> [DATA RECORDS]:

______________________________

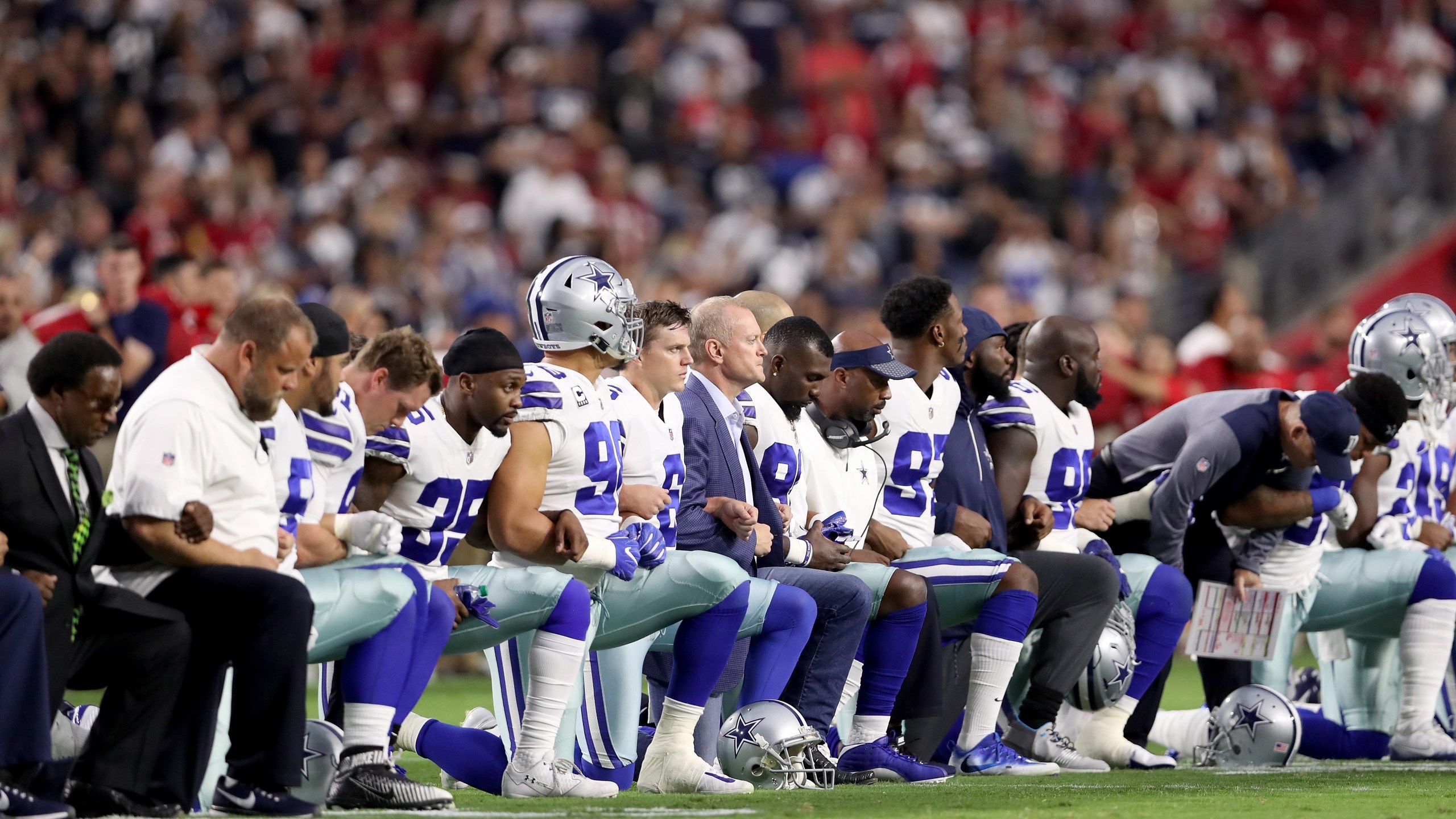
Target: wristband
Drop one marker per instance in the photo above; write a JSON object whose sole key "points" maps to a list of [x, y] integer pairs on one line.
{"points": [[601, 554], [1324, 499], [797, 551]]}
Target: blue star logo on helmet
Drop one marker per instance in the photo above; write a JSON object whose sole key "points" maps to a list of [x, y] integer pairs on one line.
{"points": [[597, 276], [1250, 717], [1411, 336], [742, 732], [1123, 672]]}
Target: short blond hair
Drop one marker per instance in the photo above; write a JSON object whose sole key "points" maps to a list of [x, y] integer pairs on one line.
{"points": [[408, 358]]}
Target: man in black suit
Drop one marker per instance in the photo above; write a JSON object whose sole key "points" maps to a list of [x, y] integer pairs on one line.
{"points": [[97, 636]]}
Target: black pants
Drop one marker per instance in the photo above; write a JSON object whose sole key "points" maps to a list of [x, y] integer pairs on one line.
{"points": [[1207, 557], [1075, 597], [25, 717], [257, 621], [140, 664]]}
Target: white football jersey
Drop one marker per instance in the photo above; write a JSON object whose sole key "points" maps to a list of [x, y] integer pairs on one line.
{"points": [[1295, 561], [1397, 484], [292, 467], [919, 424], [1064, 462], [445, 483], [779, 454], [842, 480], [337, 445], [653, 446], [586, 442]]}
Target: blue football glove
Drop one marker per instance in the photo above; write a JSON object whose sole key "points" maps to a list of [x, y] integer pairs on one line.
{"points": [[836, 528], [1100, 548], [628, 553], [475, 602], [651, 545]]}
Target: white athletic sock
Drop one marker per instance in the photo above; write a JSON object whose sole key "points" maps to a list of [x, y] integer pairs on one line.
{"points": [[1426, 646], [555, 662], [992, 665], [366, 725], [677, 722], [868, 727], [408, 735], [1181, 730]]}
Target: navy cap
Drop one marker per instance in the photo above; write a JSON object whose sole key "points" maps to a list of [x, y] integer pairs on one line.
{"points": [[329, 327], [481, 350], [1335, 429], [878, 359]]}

______________________________

> [SHORT EXERCISE]: Rewrite every line of the listing above as a JSON list of strings, one string per line, leaving out blank lines and the pictures.

> [WRITTEN ANSWER]:
[
  "Target: wristband",
  "Drop one marker per instance in the photo above; write a JSON object whose sole key \"points\" maps to a list of [x, y] integer pairs on one line.",
  "{\"points\": [[601, 554], [1324, 499], [797, 551]]}",
  "Target: blue star logo on helmet",
  "Drop one marker per instance in the photo above; write a JSON object whose sole key \"points\" maps to a list of [x, y] integer pairs on one line.",
  "{\"points\": [[597, 276], [1250, 717], [1411, 336], [742, 732], [1123, 672]]}",
  "Target: short blond hair",
  "Drop one marker per instance in the photo above; write a JSON object whose sole key \"points\" maps to a list of [x, y] integer pairs on one line.",
  "{\"points\": [[408, 358]]}",
  "Target: man in black suit",
  "Drop one marker per instance in the photo above; write a JSON object whose sole key \"points\" maps to a list of [x, y] integer pairs on one line.",
  "{\"points\": [[97, 636]]}",
  "Target: black pants",
  "Drop one marker per instance in the photo above; write a JSON object whose sole key \"points\" maps to a list of [x, y] integer pairs on one line.",
  "{\"points\": [[1207, 557], [1075, 597], [25, 717], [257, 621], [140, 664]]}",
  "Target: white football jersey",
  "Drop one marker per instance in the photo above; write a JSON object whose sole key \"points\" maps to a list of [x, y] integer pairs on one line.",
  "{\"points\": [[1295, 561], [1397, 484], [292, 467], [919, 424], [1064, 462], [445, 483], [779, 454], [842, 480], [337, 445], [653, 446], [586, 442]]}",
  "Target: blue football glove",
  "Drop one marker per instance in the photo above; write a JSON object whose sole key \"points\" maps to a list of [x, y] integer pairs on one line.",
  "{\"points\": [[836, 528], [1100, 548], [628, 553], [475, 602], [651, 545]]}",
  "Target: white athletic sock",
  "Drop one marker per instance in the photo above; write a JSON object whose sole key \"points\" maps to a list of [x, y] integer pairs on one line.",
  "{\"points\": [[1426, 646], [555, 662], [992, 665], [366, 725], [677, 722], [868, 727], [408, 735], [1181, 730]]}",
  "Target: navy cap",
  "Drop one marker per instance in the photo above; write a JSON object whose sole key \"points\" maps to a list of [x, y] integer pairs on one line.",
  "{\"points\": [[329, 327], [481, 350], [1335, 429], [878, 359]]}"
]